(Source data)
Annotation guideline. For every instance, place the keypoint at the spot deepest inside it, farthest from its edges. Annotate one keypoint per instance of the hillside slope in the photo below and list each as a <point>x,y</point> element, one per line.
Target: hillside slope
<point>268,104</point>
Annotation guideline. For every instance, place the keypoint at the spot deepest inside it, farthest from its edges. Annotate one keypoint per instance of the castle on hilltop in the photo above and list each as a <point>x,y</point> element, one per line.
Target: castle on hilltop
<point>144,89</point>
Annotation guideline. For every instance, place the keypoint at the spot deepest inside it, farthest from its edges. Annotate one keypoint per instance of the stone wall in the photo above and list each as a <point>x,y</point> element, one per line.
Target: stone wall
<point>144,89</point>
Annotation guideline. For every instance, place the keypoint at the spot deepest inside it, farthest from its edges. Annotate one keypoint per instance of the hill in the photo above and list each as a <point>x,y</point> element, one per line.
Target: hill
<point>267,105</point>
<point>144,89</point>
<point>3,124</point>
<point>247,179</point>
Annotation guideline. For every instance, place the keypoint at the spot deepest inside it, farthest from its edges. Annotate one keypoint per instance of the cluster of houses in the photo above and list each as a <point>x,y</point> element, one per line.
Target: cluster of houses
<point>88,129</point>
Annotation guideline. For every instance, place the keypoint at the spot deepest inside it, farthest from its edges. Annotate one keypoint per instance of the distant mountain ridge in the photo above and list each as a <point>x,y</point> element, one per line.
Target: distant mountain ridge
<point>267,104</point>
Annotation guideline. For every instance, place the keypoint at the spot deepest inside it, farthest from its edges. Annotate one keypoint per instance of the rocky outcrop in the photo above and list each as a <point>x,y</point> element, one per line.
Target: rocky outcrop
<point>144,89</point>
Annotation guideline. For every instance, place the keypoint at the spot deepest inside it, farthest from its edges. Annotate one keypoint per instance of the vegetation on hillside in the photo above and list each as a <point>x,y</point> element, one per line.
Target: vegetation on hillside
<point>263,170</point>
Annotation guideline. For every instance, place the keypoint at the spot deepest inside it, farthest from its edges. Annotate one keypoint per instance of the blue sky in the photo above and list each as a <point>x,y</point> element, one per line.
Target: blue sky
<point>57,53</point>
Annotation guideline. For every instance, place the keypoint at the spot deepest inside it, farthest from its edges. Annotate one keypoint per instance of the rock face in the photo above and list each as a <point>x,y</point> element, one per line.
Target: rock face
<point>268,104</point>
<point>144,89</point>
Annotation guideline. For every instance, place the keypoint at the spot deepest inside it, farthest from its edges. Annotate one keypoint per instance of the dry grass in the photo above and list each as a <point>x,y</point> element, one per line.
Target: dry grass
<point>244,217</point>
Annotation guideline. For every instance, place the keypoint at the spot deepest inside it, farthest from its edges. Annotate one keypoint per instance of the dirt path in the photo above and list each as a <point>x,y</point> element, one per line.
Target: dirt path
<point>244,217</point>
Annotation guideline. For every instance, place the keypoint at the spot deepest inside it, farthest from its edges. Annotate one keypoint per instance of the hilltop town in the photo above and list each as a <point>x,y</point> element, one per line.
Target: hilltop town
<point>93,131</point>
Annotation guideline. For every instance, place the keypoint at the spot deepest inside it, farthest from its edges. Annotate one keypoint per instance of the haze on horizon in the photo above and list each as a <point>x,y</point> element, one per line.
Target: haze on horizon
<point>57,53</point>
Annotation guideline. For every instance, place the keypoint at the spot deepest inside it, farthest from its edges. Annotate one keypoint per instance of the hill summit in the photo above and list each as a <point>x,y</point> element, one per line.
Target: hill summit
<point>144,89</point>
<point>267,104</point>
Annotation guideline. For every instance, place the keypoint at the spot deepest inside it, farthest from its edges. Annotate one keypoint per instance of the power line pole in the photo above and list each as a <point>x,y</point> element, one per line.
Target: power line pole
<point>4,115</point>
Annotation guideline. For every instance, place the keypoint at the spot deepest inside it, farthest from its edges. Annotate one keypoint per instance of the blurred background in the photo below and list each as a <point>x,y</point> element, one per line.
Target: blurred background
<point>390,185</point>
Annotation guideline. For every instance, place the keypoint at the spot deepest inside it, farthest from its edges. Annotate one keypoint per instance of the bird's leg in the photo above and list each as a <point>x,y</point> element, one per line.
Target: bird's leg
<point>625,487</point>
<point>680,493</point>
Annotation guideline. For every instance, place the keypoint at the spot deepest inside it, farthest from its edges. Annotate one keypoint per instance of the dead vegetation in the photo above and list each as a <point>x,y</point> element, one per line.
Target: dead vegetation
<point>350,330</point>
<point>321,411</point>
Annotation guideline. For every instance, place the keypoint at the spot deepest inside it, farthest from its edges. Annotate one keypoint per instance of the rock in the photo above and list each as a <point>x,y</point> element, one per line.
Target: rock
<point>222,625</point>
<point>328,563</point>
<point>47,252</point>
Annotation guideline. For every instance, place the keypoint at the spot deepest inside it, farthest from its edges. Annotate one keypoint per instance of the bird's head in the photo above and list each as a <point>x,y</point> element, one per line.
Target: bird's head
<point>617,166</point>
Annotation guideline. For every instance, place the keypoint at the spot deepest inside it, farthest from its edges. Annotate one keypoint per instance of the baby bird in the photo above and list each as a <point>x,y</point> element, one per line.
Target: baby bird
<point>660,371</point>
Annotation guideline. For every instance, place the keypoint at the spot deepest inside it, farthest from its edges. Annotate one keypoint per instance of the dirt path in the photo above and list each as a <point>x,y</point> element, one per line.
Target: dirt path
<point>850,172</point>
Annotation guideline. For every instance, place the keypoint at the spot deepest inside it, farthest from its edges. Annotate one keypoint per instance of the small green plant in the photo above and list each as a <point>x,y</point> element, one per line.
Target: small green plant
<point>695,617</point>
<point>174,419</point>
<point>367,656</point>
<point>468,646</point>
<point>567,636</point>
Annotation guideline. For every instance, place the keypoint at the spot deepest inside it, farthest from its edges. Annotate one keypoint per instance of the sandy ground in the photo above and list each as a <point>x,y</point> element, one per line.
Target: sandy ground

Written exercise:
Convert every one of the rows above into a numbered list, omitting any blank lines.

Solution to this exercise:
1. Annotation guideline. For every instance, place the keypoint at the spot deepest inside it, farthest from its edges. Annotate one keypoint per instance of the hillside slope in the photo below and list each as a <point>x,y</point> element, one per line.
2. Target: hillside slope
3. <point>268,104</point>
4. Annotation guideline. For every instance, place the keypoint at the spot deepest inside it, farthest from its edges. Annotate one keypoint per instance of the castle on hilltop in the photo above and list each as a <point>x,y</point> element, one per line.
5. Target: castle on hilltop
6. <point>144,89</point>
7. Annotation guideline. For every instance, place the keypoint at the spot deepest inside it, farthest from its edges. Annotate one keypoint per instance of the stone wall in the photo above and list each as a <point>x,y</point> element, one per line.
8. Target: stone wall
9. <point>144,89</point>
10. Annotation guideline. For every instance, place the keypoint at the spot deepest inside it, farthest from its edges. Annotate one keypoint per instance of the hill in the photo above and list each as a <point>x,y</point> element, one per line.
11. Target: hill
12. <point>267,105</point>
13. <point>144,89</point>
14. <point>3,124</point>
15. <point>247,179</point>
16. Annotation guideline. For every instance, place the keypoint at the spot deepest inside it, farthest from its edges. Annotate one keypoint per instance of the cluster of houses in the photo above and list each as a <point>x,y</point> element, one per line.
17. Target: cluster of houses
18. <point>88,129</point>
19. Annotation guideline. For every instance, place the keypoint at the spot deepest inside it, farthest from its edges. Annotate one keypoint per instance of the distant mountain ridge in the photo above and list each as a <point>x,y</point> element, one per line.
20. Target: distant mountain ridge
21. <point>267,104</point>
22. Annotation guideline. For every instance, place the keypoint at the spot deepest inside it, farthest from its edges. Annotate one keypoint per instance of the rocky outcrop in the photo above and list each as a <point>x,y</point> element, one per line.
23. Target: rocky outcrop
24. <point>144,89</point>
25. Annotation guideline. For every instance, place the keypoint at the spot deepest inside it, farthest from its edges. Annotate one keypoint per instance of the vegetation on hillside in the photo above and list each as a <point>x,y</point> element, one per line.
26. Target: vegetation on hillside
27. <point>263,170</point>
28. Annotation guideline. For every instance, place the keypoint at the spot deepest inside it, farthest from its edges. Annotate one keypoint per instance of the blue sky in the photo above and list each as a <point>x,y</point> element, one per line.
29. Target: blue sky
30. <point>57,53</point>
31. Annotation guideline. For every instance, place the keypoint at the spot deepest inside it, farthest from its edges. Annotate one keypoint per instance of the rock face in the photo above and list each as a <point>x,y</point> element, one per line.
32. Target: rock face
33. <point>268,104</point>
34. <point>144,89</point>
35. Annotation guideline. For every instance, place the keypoint at the spot deepest inside it, farthest from its edges. Annotate one keypoint per instance of the dry grass in the photo above and list each as a <point>x,y</point> element, one per line.
36. Target: dry grass
37. <point>244,217</point>
38. Annotation guideline. For every instance, place the keypoint at the spot deepest inside it, farthest from its edges. Annotate one keypoint per instance of the dirt path in the photo above and list each as a <point>x,y</point> element, one per line.
39. Target: dirt path
40. <point>244,217</point>
41. Annotation guideline. For every instance, place the keypoint at the spot deepest inside it, farthest from its edges. Annotate one keypoint per instance of the hilltop town in the photo above and list each as a <point>x,y</point> element, one per line.
42. Target: hilltop town
43. <point>93,131</point>
44. Annotation guideline. For every instance, place the keypoint at the spot deepest inside it, farthest from its edges. Annotate one keypoint per instance of the haze on horizon in the photo above and list each as a <point>x,y</point> element, one per line.
45. Target: haze on horizon
46. <point>57,53</point>
47. Annotation guideline. For every instance, place the keypoint at the spot deepest inside it, farthest from its edges. Annotate one keypoint per instance of the hill summit in the photo above and list each as a <point>x,y</point> element, one per line.
48. Target: hill summit
49. <point>144,89</point>
50. <point>267,104</point>
51. Annotation guideline. For every instance, place the keypoint at the spot deepest inside it, farthest from its edges. Annotate one keypoint per instance of the power line pole in the photo above and list each as a <point>x,y</point> element, one per line.
52. Target: power line pole
53. <point>4,115</point>
54. Annotation guideline. For every instance, place the keypoint at the spot deepest inside it, farthest from its edges. Annotate one keypoint per instance of the blurred background in the photo below and list each as a <point>x,y</point> element, one per line.
55. Target: blurred background
56. <point>390,185</point>
57. Annotation guideline. For every instance, place the keypoint at the spot deepest inside it, farthest from its edges. Annotate one keypoint per instance of the bird's leg in the photo above and list each as a <point>x,y</point> element, one per line.
58. Target: bird's leg
59. <point>625,487</point>
60. <point>680,493</point>
61. Annotation guideline. For every instance, place the keypoint at the spot deepest inside it, farthest from its edges. Annotate one keypoint per instance of the dead vegetation in the photo above and list each as a <point>x,y</point> element, one per line.
62. Target: dead vegetation
63. <point>350,330</point>
64. <point>321,411</point>
65. Annotation guideline. For every instance, place the keypoint at the spot deepest inside it, farthest from its edges. Annotate one keypoint per instance of the rock in the photo above and list each as a <point>x,y</point> element, one per line.
66. Target: rock
67. <point>222,625</point>
68. <point>328,563</point>
69. <point>47,252</point>
70. Annotation guideline. For every instance, place the keypoint at the spot deepest inside it, farthest from its edges. Annotate one keypoint per instance of the bird's head in the photo above and list each as a <point>x,y</point> element, one per line.
71. Target: bird's head
72. <point>617,166</point>
73. Annotation guideline. For every instance, place the keypoint at the spot deepest inside it, farthest from its edges. Annotate one keypoint per instance of the baby bird in the photo above and list each as a <point>x,y</point> element, one per line.
74. Target: baby bird
75. <point>660,371</point>
76. Annotation guideline. For every instance, place the keypoint at the spot deepest inside it, farthest from its edges. Annotate one keypoint per instance of the dirt path in the photo above and list each as a <point>x,y</point> element, one per line.
77. Target: dirt path
78. <point>850,172</point>
79. Annotation guideline. For every instance, place the keypoint at the spot deepest inside it, farthest from its edges. Annotate one keypoint per instance of the small green plant in the photo above and list each as a <point>x,y</point> element, one per line.
80. Target: small green plant
81. <point>695,617</point>
82. <point>174,419</point>
83. <point>367,656</point>
84. <point>468,646</point>
85. <point>567,636</point>
86. Annotation guideline. For every instance, place the keypoint at the spot deepest inside it, farthest from its edges. Annotate one keypoint per instance of the sandy ground in the photo above and list each as a <point>x,y</point> element, one per line.
87. Target: sandy ground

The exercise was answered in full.